### Cel
Proszę zwrócić bez zmian każdy wiersz poniższego materiału, który zawiera ciąg „cart”.

### Zapisane dane
==========
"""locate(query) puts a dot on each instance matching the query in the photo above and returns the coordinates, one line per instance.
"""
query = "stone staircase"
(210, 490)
==========
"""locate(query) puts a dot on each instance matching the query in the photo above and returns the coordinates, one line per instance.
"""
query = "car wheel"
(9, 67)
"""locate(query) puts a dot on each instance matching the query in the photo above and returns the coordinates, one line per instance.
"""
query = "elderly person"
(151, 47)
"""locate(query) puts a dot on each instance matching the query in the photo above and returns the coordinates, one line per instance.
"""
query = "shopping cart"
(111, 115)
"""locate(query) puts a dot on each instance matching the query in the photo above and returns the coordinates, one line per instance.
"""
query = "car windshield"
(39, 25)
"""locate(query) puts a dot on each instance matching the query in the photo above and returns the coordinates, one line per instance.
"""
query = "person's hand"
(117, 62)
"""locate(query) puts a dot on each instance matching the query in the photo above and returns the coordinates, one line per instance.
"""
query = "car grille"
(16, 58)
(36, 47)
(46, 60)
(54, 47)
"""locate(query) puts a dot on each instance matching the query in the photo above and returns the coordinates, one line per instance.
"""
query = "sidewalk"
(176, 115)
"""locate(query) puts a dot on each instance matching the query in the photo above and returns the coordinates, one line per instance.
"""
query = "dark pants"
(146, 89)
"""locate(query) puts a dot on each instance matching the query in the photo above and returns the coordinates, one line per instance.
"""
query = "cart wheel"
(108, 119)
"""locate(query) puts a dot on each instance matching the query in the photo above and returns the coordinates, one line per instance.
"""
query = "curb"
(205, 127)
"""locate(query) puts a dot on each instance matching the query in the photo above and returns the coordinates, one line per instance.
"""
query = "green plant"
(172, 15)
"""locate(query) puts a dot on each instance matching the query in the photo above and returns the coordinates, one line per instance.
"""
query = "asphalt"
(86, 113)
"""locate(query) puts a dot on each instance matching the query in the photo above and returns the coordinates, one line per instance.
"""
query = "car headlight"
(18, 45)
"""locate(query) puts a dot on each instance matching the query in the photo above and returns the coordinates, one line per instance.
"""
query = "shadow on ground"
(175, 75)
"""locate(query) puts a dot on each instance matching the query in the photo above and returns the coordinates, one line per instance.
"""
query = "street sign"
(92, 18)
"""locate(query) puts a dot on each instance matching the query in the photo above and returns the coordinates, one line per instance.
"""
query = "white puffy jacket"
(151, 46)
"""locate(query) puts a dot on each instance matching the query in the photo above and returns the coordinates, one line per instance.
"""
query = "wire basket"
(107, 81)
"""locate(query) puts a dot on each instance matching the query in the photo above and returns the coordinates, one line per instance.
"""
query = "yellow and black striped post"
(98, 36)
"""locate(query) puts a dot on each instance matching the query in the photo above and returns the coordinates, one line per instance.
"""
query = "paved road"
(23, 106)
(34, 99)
==========
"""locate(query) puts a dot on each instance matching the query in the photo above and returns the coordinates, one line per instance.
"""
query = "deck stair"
==========
### Odpowiedź do zadania
query = "shopping cart"
query = "cart wheel"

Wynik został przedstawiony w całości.